What is required> Copy word for word the section of the article on the 1899 Russian student strike, starting at "Until Alexander II" and ending at "the 1863 statute.".

Excerpt>
>> BEGIN

= 1899 Russian student strike =

The 1899 Russian student strike was a student movement with the aim of establishing a constitutional, liberal, or progressive government in Russia. Russia's first ever student strike started at St Petersburg University.

== Background ==
Russia had no university until Moscow University was founded in 1755. It was shunned by the clergy (it was a secular institution) and the nobility (it didn't count towards finishing their service duty). There were no more before the nineteenth century. By 1914 there were ten universities, half in Russia proper (Moscow, St Petersburg, Saratov, Kazan and Tomsk) and the other half in minority regions (Warsaw, Odessa, Kiev, Kharkov and Tartu).

Until Alexander II became tsar in 1855, Russian students tended to be politically apathetic. In 1850 Nicholas I, fearful of the 1848 revolutions spreading, limited the student population. Inspectors punished students for not wearing uniforms, having long hair, or not attending military drills. These restrictions were removed after Alexander II's accession. From 1855 to 1858 the population of St. Petersburg University increased from 476 to 1,026. Its students set up a journal in 1856, then its editorial board created a friendly society (kassa) and a student body (skhodka) to discuss students' concerns, complete with an elected president. These institutions were illegal under the 1863 statute.

>> END

Supplied entries>
>> BEGIN

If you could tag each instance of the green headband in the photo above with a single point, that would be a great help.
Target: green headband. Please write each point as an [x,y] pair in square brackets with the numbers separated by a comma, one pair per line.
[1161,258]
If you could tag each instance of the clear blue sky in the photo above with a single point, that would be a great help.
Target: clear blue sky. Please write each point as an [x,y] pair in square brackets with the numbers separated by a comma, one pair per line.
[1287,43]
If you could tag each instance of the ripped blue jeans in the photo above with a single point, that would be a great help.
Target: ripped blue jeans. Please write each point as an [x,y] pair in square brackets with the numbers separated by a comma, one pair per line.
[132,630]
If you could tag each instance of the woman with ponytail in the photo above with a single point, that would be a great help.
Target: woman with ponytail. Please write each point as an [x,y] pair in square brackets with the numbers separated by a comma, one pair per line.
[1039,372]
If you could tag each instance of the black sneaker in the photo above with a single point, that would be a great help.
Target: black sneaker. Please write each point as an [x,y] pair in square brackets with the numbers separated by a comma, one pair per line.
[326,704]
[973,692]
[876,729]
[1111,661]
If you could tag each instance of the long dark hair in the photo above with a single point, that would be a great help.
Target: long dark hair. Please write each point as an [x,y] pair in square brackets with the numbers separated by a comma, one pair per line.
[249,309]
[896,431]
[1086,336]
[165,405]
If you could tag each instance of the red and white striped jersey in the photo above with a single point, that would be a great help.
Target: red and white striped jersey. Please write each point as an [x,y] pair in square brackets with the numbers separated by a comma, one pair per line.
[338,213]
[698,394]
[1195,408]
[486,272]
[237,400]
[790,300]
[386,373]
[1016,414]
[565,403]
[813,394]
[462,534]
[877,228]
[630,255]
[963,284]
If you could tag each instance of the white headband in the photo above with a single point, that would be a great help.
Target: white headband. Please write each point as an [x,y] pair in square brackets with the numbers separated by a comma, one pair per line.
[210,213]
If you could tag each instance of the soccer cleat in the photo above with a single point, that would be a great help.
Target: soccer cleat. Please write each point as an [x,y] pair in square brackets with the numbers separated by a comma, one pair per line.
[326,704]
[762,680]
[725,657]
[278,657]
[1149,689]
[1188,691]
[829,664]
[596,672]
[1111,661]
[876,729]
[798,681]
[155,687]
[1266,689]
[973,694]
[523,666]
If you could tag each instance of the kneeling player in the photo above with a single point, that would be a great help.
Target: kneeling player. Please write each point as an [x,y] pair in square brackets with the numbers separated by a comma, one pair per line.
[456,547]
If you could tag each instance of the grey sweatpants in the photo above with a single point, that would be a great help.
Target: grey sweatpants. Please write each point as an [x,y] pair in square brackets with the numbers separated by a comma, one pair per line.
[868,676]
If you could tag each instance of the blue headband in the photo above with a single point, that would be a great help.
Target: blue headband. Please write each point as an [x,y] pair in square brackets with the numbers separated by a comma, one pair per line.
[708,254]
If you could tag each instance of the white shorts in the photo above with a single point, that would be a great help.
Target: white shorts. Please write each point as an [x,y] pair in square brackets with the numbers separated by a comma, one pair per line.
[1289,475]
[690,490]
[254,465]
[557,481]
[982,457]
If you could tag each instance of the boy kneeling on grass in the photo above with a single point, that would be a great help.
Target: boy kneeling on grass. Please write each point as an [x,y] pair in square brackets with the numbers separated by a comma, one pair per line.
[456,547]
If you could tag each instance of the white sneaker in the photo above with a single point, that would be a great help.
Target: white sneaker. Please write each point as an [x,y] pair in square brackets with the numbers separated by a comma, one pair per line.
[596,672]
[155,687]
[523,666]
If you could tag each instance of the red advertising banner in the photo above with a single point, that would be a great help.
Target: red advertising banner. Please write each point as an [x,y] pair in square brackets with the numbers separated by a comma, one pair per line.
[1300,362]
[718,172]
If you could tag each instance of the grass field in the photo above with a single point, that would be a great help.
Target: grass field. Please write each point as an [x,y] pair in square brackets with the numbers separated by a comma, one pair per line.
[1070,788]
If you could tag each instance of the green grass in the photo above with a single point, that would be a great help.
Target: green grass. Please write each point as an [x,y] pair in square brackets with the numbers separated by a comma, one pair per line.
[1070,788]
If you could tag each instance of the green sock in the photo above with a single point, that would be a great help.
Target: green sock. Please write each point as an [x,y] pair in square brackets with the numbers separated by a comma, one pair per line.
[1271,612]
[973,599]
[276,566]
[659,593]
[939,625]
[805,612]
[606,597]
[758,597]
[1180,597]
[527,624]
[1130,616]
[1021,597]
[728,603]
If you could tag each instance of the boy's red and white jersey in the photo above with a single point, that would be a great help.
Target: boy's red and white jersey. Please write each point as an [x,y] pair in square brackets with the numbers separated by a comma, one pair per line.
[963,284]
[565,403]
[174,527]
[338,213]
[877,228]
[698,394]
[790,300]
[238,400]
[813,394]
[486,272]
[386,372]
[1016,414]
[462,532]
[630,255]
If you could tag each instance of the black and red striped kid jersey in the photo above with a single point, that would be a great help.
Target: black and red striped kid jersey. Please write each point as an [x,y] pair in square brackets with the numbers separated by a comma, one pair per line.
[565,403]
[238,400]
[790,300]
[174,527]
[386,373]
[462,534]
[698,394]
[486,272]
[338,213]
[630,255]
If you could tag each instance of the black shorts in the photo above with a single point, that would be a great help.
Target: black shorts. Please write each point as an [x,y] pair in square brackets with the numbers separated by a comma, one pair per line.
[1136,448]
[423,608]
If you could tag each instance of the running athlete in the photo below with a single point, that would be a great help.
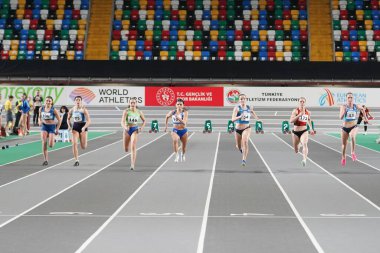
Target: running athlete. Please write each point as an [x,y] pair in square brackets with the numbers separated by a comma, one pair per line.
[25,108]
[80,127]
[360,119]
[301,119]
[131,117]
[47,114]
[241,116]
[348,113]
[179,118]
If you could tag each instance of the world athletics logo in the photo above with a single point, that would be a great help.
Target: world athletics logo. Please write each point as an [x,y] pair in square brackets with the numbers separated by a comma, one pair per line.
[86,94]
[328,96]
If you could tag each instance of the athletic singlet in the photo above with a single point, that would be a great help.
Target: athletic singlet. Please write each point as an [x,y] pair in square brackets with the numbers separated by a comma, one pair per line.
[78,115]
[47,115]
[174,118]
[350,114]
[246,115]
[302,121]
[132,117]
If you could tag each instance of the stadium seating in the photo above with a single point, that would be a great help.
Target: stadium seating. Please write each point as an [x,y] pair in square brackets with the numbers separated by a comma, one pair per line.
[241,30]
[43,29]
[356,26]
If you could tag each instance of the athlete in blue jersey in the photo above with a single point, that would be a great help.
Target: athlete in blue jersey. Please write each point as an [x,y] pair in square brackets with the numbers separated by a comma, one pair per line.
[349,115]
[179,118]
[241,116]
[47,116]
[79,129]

>> END
>> BEGIN

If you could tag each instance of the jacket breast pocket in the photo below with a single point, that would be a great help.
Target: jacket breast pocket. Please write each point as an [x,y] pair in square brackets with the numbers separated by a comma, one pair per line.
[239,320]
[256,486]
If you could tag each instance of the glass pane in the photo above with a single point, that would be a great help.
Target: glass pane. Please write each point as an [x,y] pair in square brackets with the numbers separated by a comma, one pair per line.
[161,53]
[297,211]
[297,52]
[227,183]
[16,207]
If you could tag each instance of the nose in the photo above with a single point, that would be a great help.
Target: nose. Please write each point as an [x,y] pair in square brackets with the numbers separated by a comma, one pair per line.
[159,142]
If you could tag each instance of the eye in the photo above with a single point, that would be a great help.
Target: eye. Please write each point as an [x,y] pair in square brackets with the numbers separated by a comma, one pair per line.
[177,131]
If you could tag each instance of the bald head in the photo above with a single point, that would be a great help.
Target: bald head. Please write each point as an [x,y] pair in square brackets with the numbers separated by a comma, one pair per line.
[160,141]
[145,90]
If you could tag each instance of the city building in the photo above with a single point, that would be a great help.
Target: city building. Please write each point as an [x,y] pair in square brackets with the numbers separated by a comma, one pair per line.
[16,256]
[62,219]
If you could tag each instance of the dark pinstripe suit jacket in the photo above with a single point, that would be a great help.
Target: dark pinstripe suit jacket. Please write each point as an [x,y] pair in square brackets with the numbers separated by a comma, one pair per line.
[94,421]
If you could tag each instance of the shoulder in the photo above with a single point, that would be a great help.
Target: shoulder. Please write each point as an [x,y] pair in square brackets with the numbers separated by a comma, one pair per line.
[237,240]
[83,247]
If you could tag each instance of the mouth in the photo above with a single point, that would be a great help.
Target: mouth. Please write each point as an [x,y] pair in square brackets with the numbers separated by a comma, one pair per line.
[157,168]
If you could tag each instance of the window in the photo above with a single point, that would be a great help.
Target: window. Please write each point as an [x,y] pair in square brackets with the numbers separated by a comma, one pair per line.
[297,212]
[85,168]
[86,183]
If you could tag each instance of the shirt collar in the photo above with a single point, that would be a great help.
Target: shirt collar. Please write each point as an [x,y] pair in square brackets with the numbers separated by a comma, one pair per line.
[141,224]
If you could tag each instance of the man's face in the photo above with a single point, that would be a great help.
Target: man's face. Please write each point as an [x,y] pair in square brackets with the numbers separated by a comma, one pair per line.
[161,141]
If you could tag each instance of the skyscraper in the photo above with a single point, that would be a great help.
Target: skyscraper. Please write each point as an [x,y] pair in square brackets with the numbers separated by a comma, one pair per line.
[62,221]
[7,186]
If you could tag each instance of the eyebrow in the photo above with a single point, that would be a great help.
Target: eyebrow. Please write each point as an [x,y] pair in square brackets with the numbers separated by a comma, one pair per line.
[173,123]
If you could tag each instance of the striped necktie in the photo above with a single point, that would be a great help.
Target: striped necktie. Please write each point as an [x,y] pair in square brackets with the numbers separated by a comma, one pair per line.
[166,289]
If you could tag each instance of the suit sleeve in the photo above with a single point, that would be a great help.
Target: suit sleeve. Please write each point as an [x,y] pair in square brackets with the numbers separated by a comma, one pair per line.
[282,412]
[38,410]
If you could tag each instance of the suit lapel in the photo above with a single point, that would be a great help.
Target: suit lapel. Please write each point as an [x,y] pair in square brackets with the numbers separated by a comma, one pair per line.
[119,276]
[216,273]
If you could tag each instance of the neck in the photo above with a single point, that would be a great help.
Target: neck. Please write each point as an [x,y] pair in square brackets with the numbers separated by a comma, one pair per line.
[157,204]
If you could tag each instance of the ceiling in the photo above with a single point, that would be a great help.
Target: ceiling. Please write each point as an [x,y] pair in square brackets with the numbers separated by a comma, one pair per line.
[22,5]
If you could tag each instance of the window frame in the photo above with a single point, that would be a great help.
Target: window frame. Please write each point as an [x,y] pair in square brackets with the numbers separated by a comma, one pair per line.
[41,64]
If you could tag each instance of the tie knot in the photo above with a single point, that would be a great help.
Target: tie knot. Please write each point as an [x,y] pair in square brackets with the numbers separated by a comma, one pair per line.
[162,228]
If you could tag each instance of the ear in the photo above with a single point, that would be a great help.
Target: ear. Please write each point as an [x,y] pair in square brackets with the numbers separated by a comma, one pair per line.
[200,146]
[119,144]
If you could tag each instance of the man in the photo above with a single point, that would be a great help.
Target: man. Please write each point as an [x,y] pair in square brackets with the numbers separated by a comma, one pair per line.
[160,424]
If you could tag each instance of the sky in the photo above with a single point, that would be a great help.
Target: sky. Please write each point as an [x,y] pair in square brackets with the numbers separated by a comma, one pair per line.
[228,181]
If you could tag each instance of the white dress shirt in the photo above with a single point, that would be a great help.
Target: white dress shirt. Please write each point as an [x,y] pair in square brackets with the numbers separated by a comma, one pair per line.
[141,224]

>> END
>> BEGIN

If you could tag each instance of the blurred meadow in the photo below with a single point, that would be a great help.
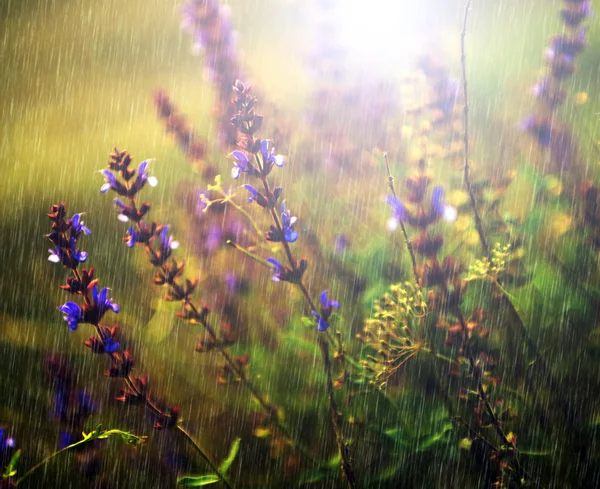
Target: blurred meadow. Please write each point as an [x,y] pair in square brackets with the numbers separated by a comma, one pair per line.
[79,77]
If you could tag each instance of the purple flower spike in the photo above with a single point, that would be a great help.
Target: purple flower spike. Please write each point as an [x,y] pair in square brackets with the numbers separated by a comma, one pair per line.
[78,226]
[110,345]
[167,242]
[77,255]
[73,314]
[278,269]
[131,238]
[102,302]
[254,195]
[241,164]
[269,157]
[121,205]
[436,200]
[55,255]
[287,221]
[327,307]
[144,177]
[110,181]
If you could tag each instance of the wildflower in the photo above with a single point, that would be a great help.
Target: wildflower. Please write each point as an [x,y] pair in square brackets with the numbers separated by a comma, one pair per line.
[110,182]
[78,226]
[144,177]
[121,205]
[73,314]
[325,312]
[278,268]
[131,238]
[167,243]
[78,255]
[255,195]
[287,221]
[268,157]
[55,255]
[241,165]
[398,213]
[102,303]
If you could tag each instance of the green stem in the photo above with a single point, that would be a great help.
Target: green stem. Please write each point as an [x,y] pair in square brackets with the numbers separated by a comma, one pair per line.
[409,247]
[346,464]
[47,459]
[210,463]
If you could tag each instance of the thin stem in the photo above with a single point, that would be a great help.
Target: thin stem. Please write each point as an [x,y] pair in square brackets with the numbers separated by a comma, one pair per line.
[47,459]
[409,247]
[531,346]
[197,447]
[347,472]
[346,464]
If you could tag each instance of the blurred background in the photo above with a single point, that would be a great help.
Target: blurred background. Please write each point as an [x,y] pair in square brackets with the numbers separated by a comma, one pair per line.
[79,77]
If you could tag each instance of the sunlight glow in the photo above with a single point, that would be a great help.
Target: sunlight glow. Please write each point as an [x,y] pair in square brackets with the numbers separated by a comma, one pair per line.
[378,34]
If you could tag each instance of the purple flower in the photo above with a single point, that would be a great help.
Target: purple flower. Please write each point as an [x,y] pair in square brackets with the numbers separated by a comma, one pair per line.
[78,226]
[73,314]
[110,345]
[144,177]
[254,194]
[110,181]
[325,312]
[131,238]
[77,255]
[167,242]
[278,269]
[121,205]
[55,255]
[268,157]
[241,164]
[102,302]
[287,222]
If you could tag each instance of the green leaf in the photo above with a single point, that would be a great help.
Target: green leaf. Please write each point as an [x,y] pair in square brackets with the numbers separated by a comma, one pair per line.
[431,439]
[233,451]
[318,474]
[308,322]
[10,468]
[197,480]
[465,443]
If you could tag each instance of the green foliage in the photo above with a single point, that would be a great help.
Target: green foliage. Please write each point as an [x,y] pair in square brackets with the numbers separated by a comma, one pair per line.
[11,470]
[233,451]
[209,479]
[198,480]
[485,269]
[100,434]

>> END

Finished task>
Until Alexander II became tsar in 1855, Russian students tended to be politically apathetic. In 1850 Nicholas I, fearful of the 1848 revolutions spreading, limited the student population. Inspectors punished students for not wearing uniforms, having long hair, or not attending military drills. These restrictions were removed after Alexander II's accession. From 1855 to 1858 the population of St. Petersburg University increased from 476 to 1,026. Its students set up a journal in 1856, then its editorial board created a friendly society (kassa) and a student body (skhodka) to discuss students' concerns, complete with an elected president. These institutions were illegal under the 1863 statute.